- Goal of the exercise
Could you swap "athletic" for "sports" and give all the rows below again, otherwise unchanged and without the pictures?

[START Data for the task]

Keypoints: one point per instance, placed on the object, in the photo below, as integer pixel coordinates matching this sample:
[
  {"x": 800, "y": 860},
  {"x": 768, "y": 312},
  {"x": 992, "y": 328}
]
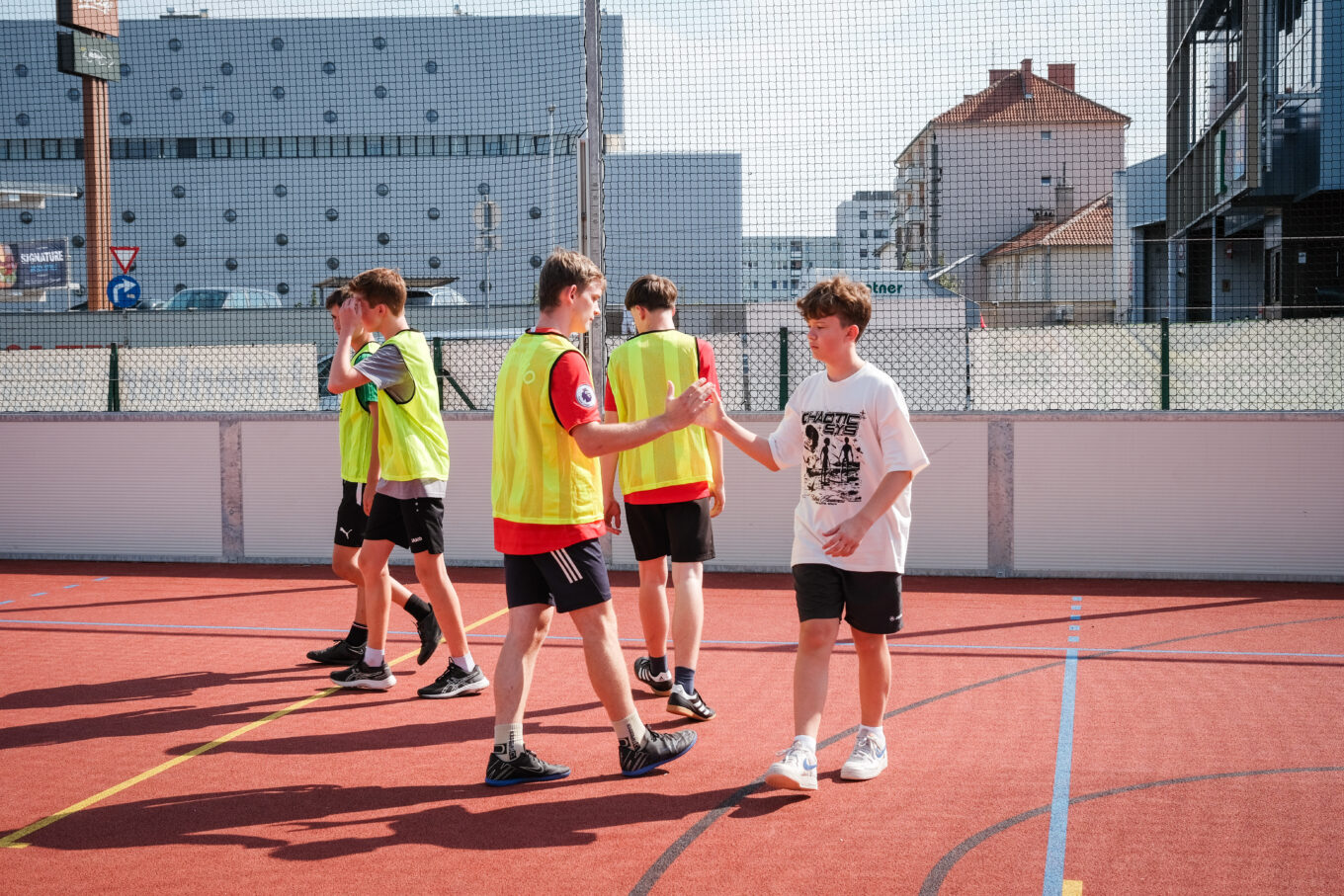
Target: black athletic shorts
[
  {"x": 680, "y": 530},
  {"x": 350, "y": 516},
  {"x": 567, "y": 579},
  {"x": 409, "y": 523},
  {"x": 869, "y": 601}
]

[END Data for the task]

- Full answer
Keypoints: one point per instance, placed on the object, in the photo below, as integer pixel coordinates matching this sample:
[
  {"x": 800, "y": 860},
  {"x": 768, "y": 312},
  {"x": 992, "y": 328}
]
Target: black sports shorts
[
  {"x": 680, "y": 530},
  {"x": 350, "y": 516},
  {"x": 567, "y": 579},
  {"x": 409, "y": 523},
  {"x": 869, "y": 601}
]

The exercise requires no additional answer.